The answer must consist of every line below that contains the word "hair".
....
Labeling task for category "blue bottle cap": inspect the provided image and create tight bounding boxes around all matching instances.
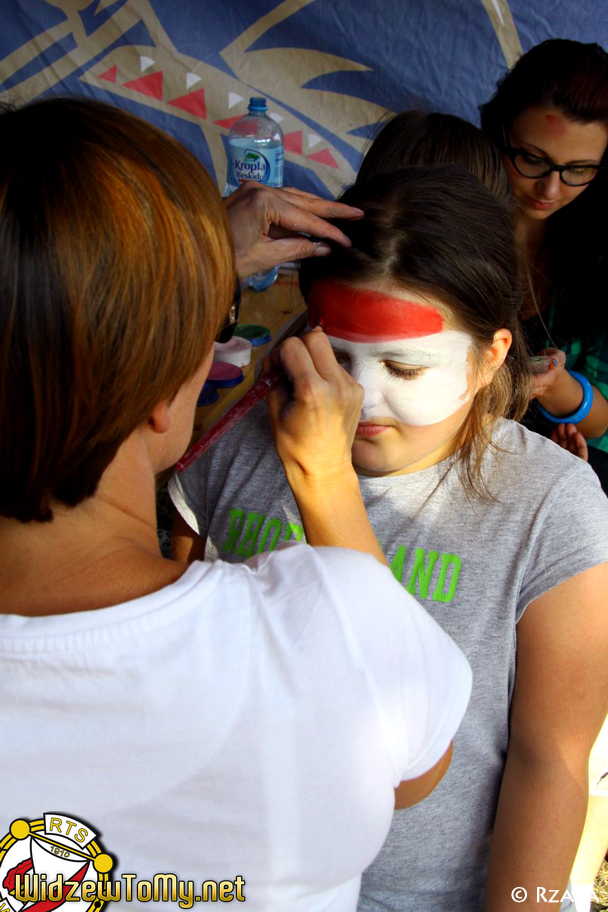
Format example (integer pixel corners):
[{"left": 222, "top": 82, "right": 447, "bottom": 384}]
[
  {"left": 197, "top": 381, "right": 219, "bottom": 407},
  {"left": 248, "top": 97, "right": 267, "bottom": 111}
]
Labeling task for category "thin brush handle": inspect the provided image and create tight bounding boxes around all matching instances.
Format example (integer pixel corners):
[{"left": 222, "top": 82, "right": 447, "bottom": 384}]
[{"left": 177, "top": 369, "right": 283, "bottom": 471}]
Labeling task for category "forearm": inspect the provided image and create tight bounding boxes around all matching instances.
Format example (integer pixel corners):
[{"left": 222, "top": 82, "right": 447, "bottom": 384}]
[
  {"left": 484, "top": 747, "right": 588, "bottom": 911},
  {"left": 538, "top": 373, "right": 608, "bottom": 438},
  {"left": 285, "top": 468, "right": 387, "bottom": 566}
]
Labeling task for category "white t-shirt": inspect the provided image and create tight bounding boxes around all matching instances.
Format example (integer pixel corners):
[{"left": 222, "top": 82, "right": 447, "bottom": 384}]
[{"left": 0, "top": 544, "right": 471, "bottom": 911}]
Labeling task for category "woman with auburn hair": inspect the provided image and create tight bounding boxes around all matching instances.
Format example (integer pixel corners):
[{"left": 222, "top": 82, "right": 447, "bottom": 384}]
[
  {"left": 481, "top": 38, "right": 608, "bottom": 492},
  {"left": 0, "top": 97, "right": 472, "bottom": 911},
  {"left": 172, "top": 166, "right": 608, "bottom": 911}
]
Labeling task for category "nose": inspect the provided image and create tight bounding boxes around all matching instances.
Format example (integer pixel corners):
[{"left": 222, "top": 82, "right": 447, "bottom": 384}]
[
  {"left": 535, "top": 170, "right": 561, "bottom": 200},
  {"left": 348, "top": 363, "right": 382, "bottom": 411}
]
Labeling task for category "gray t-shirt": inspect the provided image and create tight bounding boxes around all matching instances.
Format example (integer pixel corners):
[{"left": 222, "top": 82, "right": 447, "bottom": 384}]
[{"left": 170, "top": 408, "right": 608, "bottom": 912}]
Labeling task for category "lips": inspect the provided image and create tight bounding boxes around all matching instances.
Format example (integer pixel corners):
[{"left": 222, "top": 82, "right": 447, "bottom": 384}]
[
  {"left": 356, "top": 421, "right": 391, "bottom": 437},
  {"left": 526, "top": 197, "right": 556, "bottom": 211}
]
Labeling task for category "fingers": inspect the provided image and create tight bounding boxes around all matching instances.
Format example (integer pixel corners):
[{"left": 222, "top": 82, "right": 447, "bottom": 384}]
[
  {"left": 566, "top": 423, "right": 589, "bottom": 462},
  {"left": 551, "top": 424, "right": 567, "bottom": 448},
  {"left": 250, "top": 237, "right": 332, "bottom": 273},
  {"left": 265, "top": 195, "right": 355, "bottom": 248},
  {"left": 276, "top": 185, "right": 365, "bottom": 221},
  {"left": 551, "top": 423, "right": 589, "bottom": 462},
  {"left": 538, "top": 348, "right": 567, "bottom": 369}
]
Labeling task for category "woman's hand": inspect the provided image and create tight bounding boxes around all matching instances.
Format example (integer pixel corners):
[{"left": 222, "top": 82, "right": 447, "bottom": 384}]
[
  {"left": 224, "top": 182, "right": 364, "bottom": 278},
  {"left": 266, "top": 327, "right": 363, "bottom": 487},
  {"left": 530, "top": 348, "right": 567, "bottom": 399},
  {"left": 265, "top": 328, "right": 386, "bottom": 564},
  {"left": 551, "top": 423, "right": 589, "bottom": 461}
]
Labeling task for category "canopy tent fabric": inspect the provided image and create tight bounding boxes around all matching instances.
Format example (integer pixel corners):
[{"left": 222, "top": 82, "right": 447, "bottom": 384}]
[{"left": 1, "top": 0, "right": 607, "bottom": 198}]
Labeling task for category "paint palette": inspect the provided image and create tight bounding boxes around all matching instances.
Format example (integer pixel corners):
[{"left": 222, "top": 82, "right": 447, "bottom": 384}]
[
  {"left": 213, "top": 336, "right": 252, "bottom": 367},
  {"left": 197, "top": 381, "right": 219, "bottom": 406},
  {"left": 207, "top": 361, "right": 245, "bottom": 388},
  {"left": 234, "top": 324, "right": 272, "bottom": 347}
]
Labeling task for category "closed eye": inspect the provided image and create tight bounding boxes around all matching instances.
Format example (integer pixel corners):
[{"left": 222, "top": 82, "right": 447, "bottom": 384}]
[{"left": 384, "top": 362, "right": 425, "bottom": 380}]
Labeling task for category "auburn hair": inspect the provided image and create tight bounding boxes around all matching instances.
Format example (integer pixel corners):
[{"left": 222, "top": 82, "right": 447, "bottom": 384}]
....
== REPLY ==
Labeling task for category "woman with auburn hair": inspect the provided image and create tight bounding boxes around all matching instances.
Labeling task for category "auburn hair": inspect the provided image and create tight bounding boxes around all matching instances.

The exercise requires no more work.